→ Records supplied

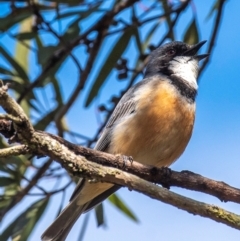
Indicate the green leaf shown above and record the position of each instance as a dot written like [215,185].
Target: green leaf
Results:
[26,35]
[22,56]
[14,17]
[191,35]
[22,226]
[99,214]
[117,202]
[17,67]
[109,64]
[5,71]
[150,35]
[57,91]
[82,13]
[5,181]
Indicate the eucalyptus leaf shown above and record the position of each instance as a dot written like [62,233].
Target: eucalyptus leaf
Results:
[109,64]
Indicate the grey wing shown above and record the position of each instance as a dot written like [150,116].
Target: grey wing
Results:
[122,110]
[125,107]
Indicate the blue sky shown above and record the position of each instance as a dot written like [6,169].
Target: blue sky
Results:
[212,152]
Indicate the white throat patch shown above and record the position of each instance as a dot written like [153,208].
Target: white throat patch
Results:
[185,67]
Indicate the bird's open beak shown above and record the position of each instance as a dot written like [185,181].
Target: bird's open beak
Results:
[194,49]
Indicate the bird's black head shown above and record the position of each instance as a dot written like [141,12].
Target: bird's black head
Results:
[161,59]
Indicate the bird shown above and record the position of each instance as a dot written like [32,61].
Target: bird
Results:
[152,123]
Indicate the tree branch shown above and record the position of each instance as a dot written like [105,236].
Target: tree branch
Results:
[80,163]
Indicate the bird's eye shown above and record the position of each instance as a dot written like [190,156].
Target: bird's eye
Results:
[171,52]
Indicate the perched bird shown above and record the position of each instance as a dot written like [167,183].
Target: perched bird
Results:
[153,123]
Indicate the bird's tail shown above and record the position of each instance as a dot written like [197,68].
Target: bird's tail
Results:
[60,228]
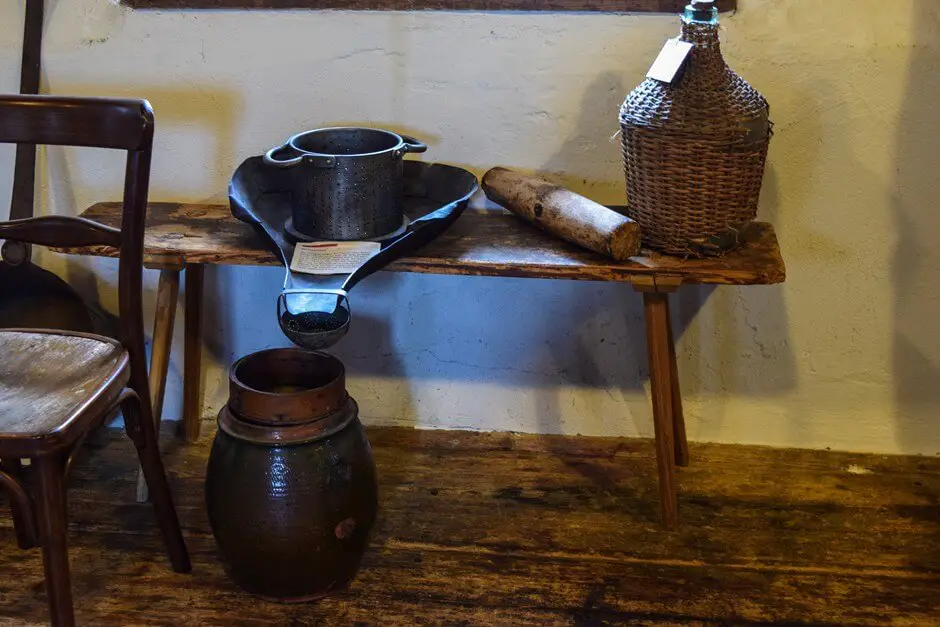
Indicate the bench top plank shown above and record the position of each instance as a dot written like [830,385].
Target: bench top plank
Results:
[482,242]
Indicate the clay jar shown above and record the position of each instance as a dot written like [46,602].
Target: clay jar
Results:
[290,486]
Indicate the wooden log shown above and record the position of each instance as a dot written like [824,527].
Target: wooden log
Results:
[564,213]
[192,353]
[164,319]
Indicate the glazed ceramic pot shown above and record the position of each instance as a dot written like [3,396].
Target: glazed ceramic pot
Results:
[290,486]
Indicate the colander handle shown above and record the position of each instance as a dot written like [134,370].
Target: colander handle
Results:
[411,145]
[320,161]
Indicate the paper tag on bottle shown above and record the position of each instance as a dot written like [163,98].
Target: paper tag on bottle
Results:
[332,257]
[670,60]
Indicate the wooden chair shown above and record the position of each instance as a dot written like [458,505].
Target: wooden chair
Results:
[55,387]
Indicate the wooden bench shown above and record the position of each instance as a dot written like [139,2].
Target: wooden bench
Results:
[186,237]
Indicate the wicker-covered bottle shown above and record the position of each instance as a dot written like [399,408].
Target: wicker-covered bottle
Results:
[694,149]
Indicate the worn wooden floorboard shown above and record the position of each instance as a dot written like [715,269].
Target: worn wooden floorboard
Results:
[500,529]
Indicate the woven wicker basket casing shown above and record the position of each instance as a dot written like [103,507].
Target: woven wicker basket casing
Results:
[694,152]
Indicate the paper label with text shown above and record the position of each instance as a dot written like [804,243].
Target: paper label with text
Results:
[670,60]
[332,257]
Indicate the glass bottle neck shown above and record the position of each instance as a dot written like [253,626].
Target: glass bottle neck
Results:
[700,13]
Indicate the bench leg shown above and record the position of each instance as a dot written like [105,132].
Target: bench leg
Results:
[192,360]
[678,420]
[164,319]
[656,310]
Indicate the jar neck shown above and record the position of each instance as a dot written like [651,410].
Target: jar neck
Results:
[701,34]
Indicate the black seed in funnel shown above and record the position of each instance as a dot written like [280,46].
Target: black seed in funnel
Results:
[314,321]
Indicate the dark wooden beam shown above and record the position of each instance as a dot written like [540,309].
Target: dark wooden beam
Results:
[610,6]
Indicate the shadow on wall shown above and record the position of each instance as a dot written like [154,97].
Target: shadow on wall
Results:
[916,263]
[539,334]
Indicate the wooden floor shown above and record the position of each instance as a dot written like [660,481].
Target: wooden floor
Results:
[500,529]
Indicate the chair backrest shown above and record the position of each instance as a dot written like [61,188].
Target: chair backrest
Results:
[121,124]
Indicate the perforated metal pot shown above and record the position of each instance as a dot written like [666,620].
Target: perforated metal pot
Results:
[346,182]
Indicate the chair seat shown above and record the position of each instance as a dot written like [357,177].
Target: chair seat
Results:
[50,380]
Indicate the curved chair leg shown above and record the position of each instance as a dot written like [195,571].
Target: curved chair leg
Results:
[20,506]
[53,530]
[144,435]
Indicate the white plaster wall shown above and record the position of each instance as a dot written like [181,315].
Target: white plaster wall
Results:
[845,355]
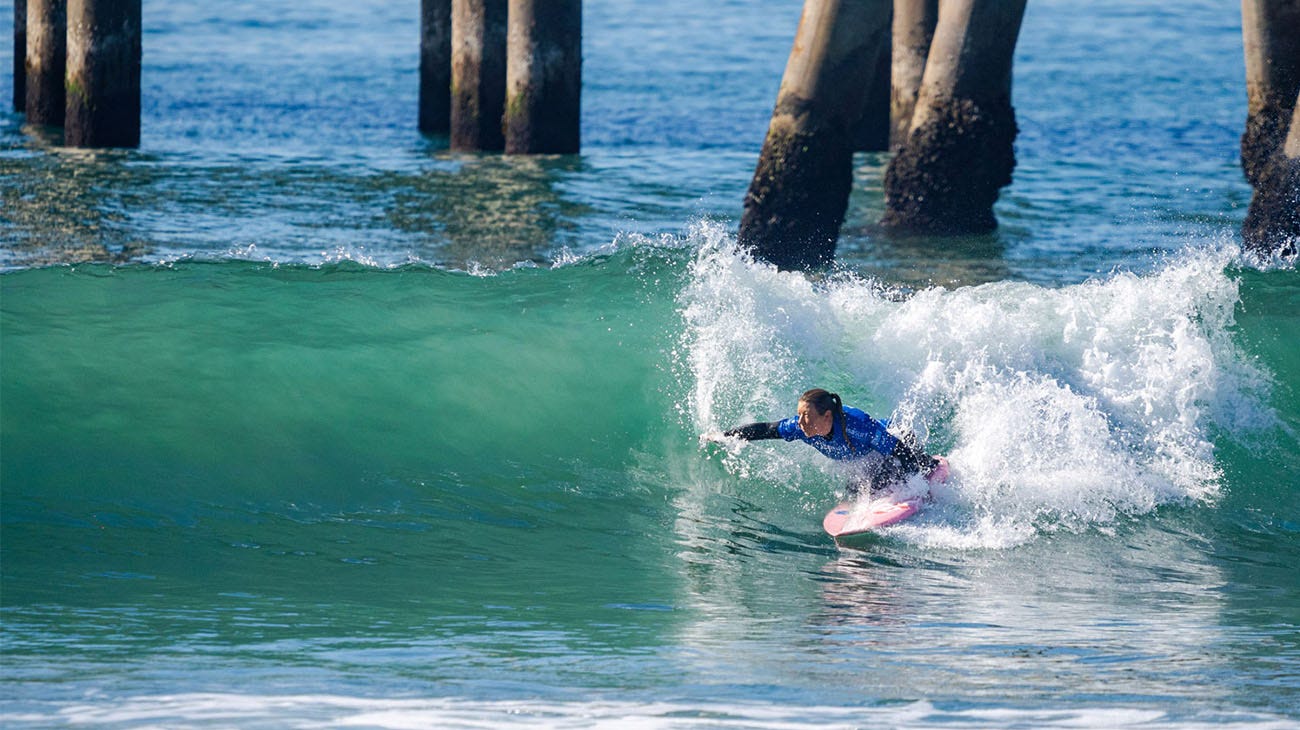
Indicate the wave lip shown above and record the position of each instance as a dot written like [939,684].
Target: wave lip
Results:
[1061,408]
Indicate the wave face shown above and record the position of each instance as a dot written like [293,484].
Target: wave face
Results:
[494,481]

→ To do
Copy out each line word for word, please, skipping the images.

→ Solution
Indicate the green leaf shown above and record the position of each instance as a dot written like [215,185].
Target: green leaf
Results:
[26,35]
[22,56]
[14,17]
[191,35]
[22,226]
[99,214]
[117,202]
[17,67]
[109,64]
[5,71]
[150,35]
[57,91]
[82,13]
[5,181]
Indicate the eucalyptus leaf shown above and record the position of each instance as a dot written like [62,233].
Target: eucalyptus leaf
Results:
[109,64]
Indicate the grey wing shown above and record the position of each instance as a dot written like [150,116].
Target: grey wing
Results:
[122,110]
[125,107]
Indicate the blue sky shown above and record the position of each instance as a dot written like [6,169].
Target: blue sky
Results:
[212,152]
Indicate the white throat patch shown above and record the position of each instance as a dot written like [153,208].
Target: white throat patch
Results:
[185,67]
Indicate the bird's open beak shown above and record the position of each instance as a dot written like [185,181].
Target: bird's open beak
Results:
[194,49]
Indicate the bird's black head shown above and record the position of each instance as a dot written like [141,12].
Target: bird's black head
Results:
[161,59]
Indicate the bird shown above and record the position of each instance as a dot written like [32,61].
Target: bird
Results:
[152,123]
Indicate the tree branch shown above and record the position of each instance as a dot written like [105,236].
Target: tree branch
Results:
[80,163]
Indicate the bird's eye shown above and record the position of each instance as a dot written like [190,156].
Target: bird's eye
Results:
[171,52]
Indicate the perched bird shown above and record the position of each instance as a dot written like [167,183].
Target: perched bird
Results:
[153,123]
Indicate the bird's tail shown above and record the position of each instance as a dot written like [197,68].
Target: bird's tail
Results:
[60,228]
Indicate the bench top plank shown above and record the position of each instance as a dot written like [830,385].
Target: bench top plank
Results:
[482,242]
Indicate the clay jar shown above and record the position of each instance as a dot written like [46,602].
Target: clay jar
Results:
[290,486]
Indicate the wooden log shown above and record the position of each instance as a dot written like [824,527].
Target: wooden log
Results:
[564,213]
[192,353]
[164,319]
Indicate the glazed ceramic pot shown above and record the position of each instance as a dot written like [3,396].
Target: glazed ceramic pot
Results:
[290,486]
Indicate the colander handle shown above and record the position of each instance as a dot written like [134,370].
Target: colander handle
Results:
[411,145]
[320,161]
Indicate the paper tag on bottle shown above and record the position of each instance as a dot written like [163,98].
Target: paper tag on bottle
Results:
[332,257]
[670,60]
Indicate the wooden chair shown above and record the position of each instance as a dot written like [458,505].
Target: wooden chair
Results:
[55,387]
Indicate the wooden bench shown above and record the position of each instance as a dot written like [139,2].
Target: wooden bench
Results:
[186,237]
Indicate the wicker-covered bottle shown above and record the position of each instance as a dot written like [399,408].
Target: wicker-covered bottle
Results:
[694,149]
Indicate the worn wooden floorboard shown above and record the position of each instance as a dot written like [715,269].
Target: worn wooden floorboard
Results:
[500,529]
Indicate the woven wicker basket casing shown above and record the position of each instance as a dot written like [103,507].
Target: woven wicker basket casing
Results:
[694,152]
Indicate the paper label with text shown above and record the position of each instance as a dot written like [804,243].
Target: paper label with text
Results:
[670,60]
[332,257]
Indicate the glass bottle neck shown above and record the position of each instance as a dot written like [253,626].
Target: glass bottle neck
Results:
[700,13]
Indicate the bench leg shown above and record the position of each instance as a dot written like [105,132].
Target: bench leg
Results:
[192,360]
[678,420]
[164,319]
[656,310]
Indicate the jar neck shown above and record the position of each instance as a dot written like [651,410].
Target: jar neck
Results:
[701,34]
Indicate the black seed in funnel shown above and record the position of each instance as a dot written like [280,46].
Target: black seed in funnel
Results:
[314,321]
Indicate the dark wooden beam shown above and record the position of each instance as a dot written like [540,309].
Target: dark wooden beam
Results:
[610,6]
Indicate the shadow on wall shown above and record the position of each instance as a dot written like [154,97].
Target: shadow on wall
Results:
[916,263]
[539,334]
Indicate the wooden floor shown above and record the position of each instance as a dot written like [660,481].
Target: wooden floor
Results:
[500,529]
Indicate the chair backrest shown above and record the position of each instance as a dot written like [61,188].
Target: chair backrest
Results:
[121,124]
Indicate the perforated metal pot shown above and record the position of each instance as a dot written like [666,620].
Target: perforated metal pot
Results:
[346,182]
Indicate the chair seat shown above and record the position of each instance as a dot written like [357,177].
Target: chair seat
Results:
[50,380]
Indicate the curved chair leg shown above and record the position of each instance as a dot written like [195,571].
Target: curved chair leg
Results:
[20,506]
[53,530]
[144,435]
Indicate the white plaster wall shown above and record the position of each instance as a dot written like [181,315].
Target: white plaster wall
Results:
[845,355]
Indicate the wave lip shown above and record the position of each instance as a dot written like [939,684].
Target: wave lip
Results:
[1061,408]
Indicate the wave face shown above and record the position of each instance as a dot written like [293,484].
Target: wave face
Results:
[494,481]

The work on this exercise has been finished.